Written task ::
Transcribe all of the material exactly, except for its pictures.

— start —

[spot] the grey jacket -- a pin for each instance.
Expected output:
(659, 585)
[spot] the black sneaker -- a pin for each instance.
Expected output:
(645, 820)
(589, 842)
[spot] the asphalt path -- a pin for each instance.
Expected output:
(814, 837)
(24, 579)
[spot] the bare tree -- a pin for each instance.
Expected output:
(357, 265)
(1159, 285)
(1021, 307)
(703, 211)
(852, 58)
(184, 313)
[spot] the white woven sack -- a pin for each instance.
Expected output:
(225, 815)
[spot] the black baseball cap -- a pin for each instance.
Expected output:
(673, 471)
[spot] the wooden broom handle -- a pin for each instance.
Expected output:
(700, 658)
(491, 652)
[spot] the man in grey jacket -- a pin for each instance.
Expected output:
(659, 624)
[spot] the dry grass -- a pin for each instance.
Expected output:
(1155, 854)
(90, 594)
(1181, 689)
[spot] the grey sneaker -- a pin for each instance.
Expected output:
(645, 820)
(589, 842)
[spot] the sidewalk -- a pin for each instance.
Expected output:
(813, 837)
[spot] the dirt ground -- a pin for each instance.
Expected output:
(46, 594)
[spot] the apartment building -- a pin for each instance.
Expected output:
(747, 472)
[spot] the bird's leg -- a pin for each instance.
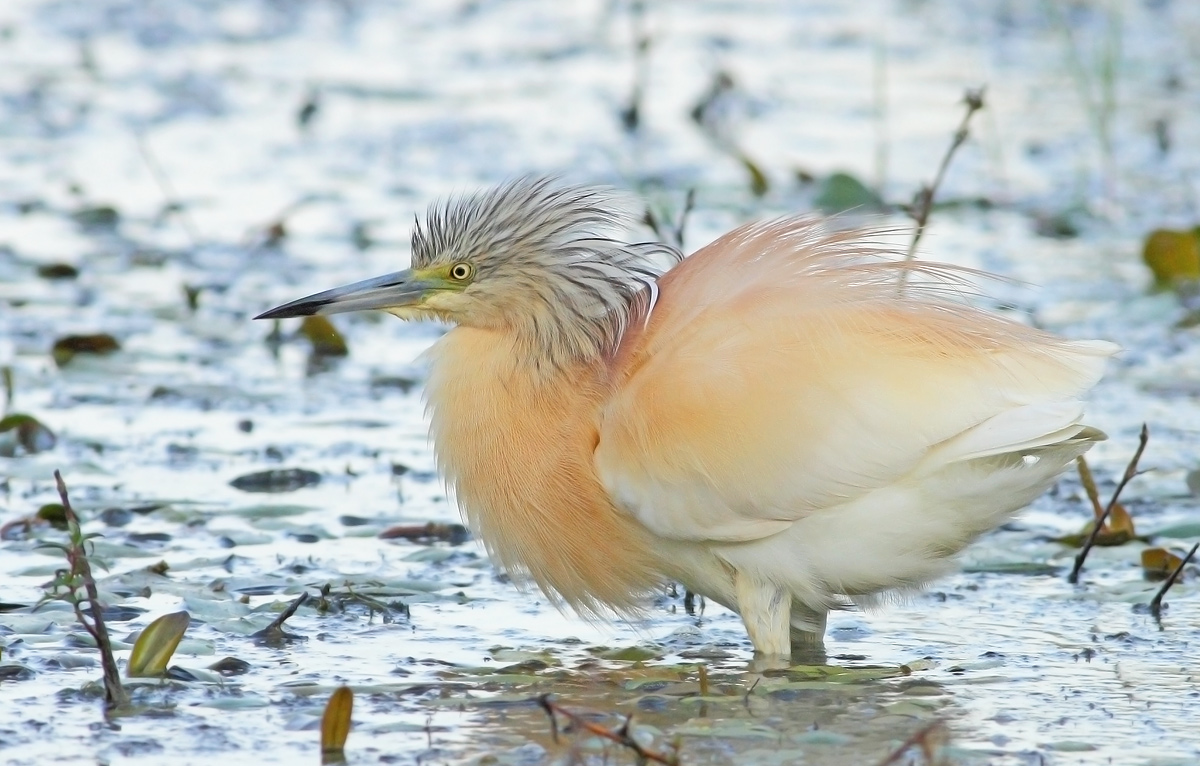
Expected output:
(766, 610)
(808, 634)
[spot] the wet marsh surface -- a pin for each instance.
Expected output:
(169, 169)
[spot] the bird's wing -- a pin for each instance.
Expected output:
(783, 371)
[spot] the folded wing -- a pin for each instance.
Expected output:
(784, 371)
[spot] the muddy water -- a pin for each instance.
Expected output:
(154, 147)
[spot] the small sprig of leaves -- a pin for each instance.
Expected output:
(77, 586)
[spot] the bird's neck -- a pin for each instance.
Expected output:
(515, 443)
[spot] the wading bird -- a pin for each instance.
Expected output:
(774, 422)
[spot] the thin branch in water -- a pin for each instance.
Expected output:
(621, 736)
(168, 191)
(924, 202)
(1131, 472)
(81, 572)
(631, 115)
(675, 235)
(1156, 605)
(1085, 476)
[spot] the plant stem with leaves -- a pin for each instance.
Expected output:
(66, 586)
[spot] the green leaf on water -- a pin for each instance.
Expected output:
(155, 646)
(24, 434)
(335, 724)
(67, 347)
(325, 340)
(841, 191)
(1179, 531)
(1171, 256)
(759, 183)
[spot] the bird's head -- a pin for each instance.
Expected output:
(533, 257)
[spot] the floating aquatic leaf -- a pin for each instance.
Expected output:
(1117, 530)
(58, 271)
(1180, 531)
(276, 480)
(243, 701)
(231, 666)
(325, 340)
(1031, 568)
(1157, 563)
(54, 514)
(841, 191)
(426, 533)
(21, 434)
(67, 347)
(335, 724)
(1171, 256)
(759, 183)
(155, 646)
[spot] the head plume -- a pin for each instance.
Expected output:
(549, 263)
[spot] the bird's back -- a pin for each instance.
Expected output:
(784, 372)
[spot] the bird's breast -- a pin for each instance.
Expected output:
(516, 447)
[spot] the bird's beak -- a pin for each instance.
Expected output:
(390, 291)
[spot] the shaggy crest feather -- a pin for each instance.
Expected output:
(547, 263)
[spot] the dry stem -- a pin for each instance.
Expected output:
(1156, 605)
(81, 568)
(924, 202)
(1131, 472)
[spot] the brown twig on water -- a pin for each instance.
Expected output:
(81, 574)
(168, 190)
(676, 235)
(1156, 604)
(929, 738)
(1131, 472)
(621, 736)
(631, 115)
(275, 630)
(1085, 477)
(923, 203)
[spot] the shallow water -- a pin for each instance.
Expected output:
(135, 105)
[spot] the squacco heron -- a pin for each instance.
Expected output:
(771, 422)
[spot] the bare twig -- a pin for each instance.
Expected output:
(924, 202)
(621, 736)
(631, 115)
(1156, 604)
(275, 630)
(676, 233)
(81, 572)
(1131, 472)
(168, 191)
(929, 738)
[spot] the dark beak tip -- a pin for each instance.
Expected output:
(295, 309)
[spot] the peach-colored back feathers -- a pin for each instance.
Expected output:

— end —

The result ::
[spot] the grey jacket -- a pin for each instance.
Expected output:
(659, 585)
[spot] the black sneaker -- a pin for each instance.
Expected output:
(645, 820)
(589, 842)
[spot] the asphalt path -- a pin for each instance.
Expected output:
(814, 837)
(24, 579)
[spot] the bare tree -- a pin for each instance.
Expected output:
(357, 265)
(1159, 285)
(1021, 307)
(703, 211)
(852, 58)
(184, 313)
[spot] the white woven sack -- a pin for each instance.
Expected output:
(225, 815)
[spot] the black baseball cap -- a pin for each instance.
Expected output:
(673, 471)
[spot] the wooden broom handle -- a pin for each instance.
Expected output:
(700, 658)
(491, 652)
[spot] the man in grey jacket -- a pin for each instance.
Expected output:
(659, 624)
[spot] the dry grass -- a pin for each instance.
Expected output:
(1155, 854)
(90, 594)
(1181, 689)
[spot] the grey sneaker -- a pin for each instance.
Expected output:
(645, 820)
(589, 842)
[spot] the sidewalk -- a pin for each instance.
Expected output:
(813, 837)
[spot] the dirt ground -- a pin for each instance.
Expected output:
(46, 594)
[spot] the apartment building -- a pin for each instance.
Expected output:
(747, 472)
[spot] the bird's leg -- a pin for each instance.
Expected output:
(766, 610)
(808, 634)
[spot] the wet marsh surface -- a pin for each instance.
Expected output:
(169, 169)
[spot] the bird's wing -- a pin for each instance.
Expected output:
(783, 371)
[spot] the folded wing -- a pin for each instance.
Expected output:
(784, 371)
[spot] the muddy water -- a pin for each instance.
Expected output:
(154, 147)
[spot] the small sprig of leaves -- a pin for each instance.
Expected output:
(77, 586)
[spot] the bird's neck -- a pin for each instance.
Expected output:
(515, 443)
[spot] the wading bird -- a pin for each instance.
Expected output:
(774, 422)
[spot] the thin branch in water -- a pin for each instance.
Expected output:
(621, 736)
(168, 191)
(924, 202)
(1131, 472)
(81, 572)
(631, 115)
(675, 235)
(1156, 605)
(1085, 476)
[spot] the plant stem with leaves -- a pin for each instance.
Expected output:
(66, 586)
[spot] the green leaf on water -- a pin for each instance.
Expected output:
(155, 646)
(24, 434)
(335, 724)
(67, 347)
(325, 340)
(841, 191)
(1179, 531)
(1171, 256)
(759, 183)
[spot] the bird's head -- a pin for each instance.
Expected output:
(533, 257)
[spot] the floating aquatic leaf -- a pin for each instance.
Expected output:
(1117, 530)
(58, 271)
(1180, 531)
(276, 480)
(243, 701)
(231, 666)
(325, 340)
(1031, 568)
(1157, 563)
(54, 514)
(841, 191)
(426, 533)
(21, 434)
(67, 347)
(335, 724)
(1171, 256)
(759, 183)
(155, 646)
[spot] the head plume -- a pin for each instance.
Expected output:
(549, 263)
[spot] the bird's back -- a pin for each instance.
Expected output:
(784, 372)
[spot] the bird's breast -- a pin for each instance.
Expected output:
(516, 447)
[spot] the bird's beak -- a pin for each instance.
Expected output:
(390, 291)
[spot] the shaggy crest feather -- a pin for each instance.
Expected output:
(547, 263)
[spot] the dry stem -- a pin for each instance.
Expected output:
(1156, 605)
(81, 568)
(924, 202)
(1131, 472)
[spot] the brown twig on water -- a pin for each instance.
Expected output:
(81, 574)
(168, 190)
(676, 235)
(1156, 604)
(929, 738)
(1131, 472)
(621, 736)
(631, 115)
(275, 630)
(1085, 477)
(923, 203)
[spot] the shallow water -- a pin for each instance.
Expected output:
(135, 105)
[spot] the squacco heron -- a pin for each instance.
Expected output:
(771, 422)
[spot] the bare twig -- a pin for each instance.
Expected output:
(924, 202)
(621, 736)
(631, 115)
(1156, 604)
(275, 630)
(676, 233)
(81, 572)
(1131, 472)
(168, 191)
(929, 738)
[spot] the dark beak tip -- a pin for each instance.
Expected output:
(295, 309)
[spot] the peach-colored back feathers -- a pin for each instance.
Expected output:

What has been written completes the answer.